*YOUR TASK*. Send back the entries below exactly as they appear.

*GIVEN INFORMATION*.
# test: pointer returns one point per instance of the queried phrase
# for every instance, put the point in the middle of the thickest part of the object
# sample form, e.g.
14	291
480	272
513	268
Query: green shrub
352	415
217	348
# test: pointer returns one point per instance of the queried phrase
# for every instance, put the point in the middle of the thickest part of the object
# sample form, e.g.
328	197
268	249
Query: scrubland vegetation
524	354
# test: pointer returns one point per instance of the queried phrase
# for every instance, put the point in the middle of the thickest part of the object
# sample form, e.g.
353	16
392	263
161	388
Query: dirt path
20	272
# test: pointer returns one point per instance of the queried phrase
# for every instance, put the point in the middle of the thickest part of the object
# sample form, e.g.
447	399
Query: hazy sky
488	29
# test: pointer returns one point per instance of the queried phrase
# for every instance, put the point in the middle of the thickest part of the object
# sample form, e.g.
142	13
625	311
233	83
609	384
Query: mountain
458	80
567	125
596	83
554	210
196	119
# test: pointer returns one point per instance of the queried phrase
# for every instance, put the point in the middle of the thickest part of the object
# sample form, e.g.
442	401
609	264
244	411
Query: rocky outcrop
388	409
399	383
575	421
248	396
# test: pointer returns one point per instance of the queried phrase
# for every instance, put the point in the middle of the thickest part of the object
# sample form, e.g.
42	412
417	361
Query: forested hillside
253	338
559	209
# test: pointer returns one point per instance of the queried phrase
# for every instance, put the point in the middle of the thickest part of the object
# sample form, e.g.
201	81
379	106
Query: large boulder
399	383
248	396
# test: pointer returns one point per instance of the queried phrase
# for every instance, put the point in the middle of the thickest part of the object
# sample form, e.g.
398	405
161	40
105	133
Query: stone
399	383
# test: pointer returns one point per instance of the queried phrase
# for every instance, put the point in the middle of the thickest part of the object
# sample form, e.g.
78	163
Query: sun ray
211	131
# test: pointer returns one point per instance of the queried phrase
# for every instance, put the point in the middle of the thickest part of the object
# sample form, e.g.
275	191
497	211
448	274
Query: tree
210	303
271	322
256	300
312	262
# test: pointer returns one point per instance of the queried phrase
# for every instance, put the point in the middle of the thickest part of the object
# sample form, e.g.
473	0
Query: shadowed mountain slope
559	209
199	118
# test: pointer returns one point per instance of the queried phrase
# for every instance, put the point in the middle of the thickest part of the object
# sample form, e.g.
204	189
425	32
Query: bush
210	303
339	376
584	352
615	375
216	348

*RESPONSE TO THIS EXERCISE*.
# test: pointer returns one point per instance of the queried phrase
# for every instance, put the point in the middle of the thickest part of the object
# sample form, e.g.
14	291
480	272
513	268
Query: green shrub
352	415
217	348
# test: pointer returns one point per instance of the queried phrase
# for every instance, put the point in the middle of the thickest part of the object
# sample form, e.g.
328	197
268	249
Query: scrubland vegetation
524	354
# test: pointer returns one point per instance of the queried phrase
# for every instance, put the point in the middle of the thickest part of the object
# sample form, e.g.
353	16
392	263
161	388
Query: dirt path
20	272
# test: pointer returns one point per instance of the queried phrase
# for every instance, put the point in the middle of the thickest part of the object
# sample form, e.g.
447	399
Query: hazy sky
488	29
# test: pointer returns one point per instance of the queried phrase
# for every instance, put the point in the middle of the thickest part of the object
# sample form, e.g.
142	13
625	311
233	83
609	384
Query: mountain
458	80
567	125
596	83
554	210
196	119
# test: pointer returns one point per instance of the queried phrase
# for every instance, put the point in the middle of the thickest part of the object
# sample form, e.g.
442	401
609	264
244	411
Query: rocky outcrop
388	409
399	383
575	421
248	396
# test: pointer returns one point per instance of the queried phrase
# for every instance, put the point in the middle of the thickest part of the object
# sample form, e.g.
42	412
417	361
Query: forested hillside
253	338
559	209
# test: pointer returns one point per instance of the queried phrase
# for every instance, put the point in the middle of the thickest part of the object
# sample form, e.g.
201	81
379	106
Query: large boulder
399	383
248	396
# test: pointer returns one point per instance of the queried phrase
# for every instance, put the point in the middle of the thickest part of the object
# sample form, e.g.
398	405
161	40
105	133
Query: stone
399	383
# test: pointer returns one point per instance of the queried phrase
# for every instance, put the point in the middle of the thickest part of the object
# sample form, e.g.
78	163
Query: sun ray
211	131
# test: pointer returns one point per instance of the queried phrase
# for every instance, put the point in the middle of the thickest part of the object
# sample form, e.g.
275	191
497	211
448	274
Query: tree
210	303
271	322
256	300
312	262
# test: pointer returns one point per instance of the queried phrase
# for every instance, put the point in the middle of the thickest part of the object
# sample form, e.g.
473	0
Query: shadowed mountain slope
559	209
199	118
# test: pointer returns one point per instance of the queried phrase
# for every instance, put the point in the middle of the thickest part of the object
# sample form, e.g.
204	189
425	32
Query: bush
210	303
339	376
584	352
615	375
216	348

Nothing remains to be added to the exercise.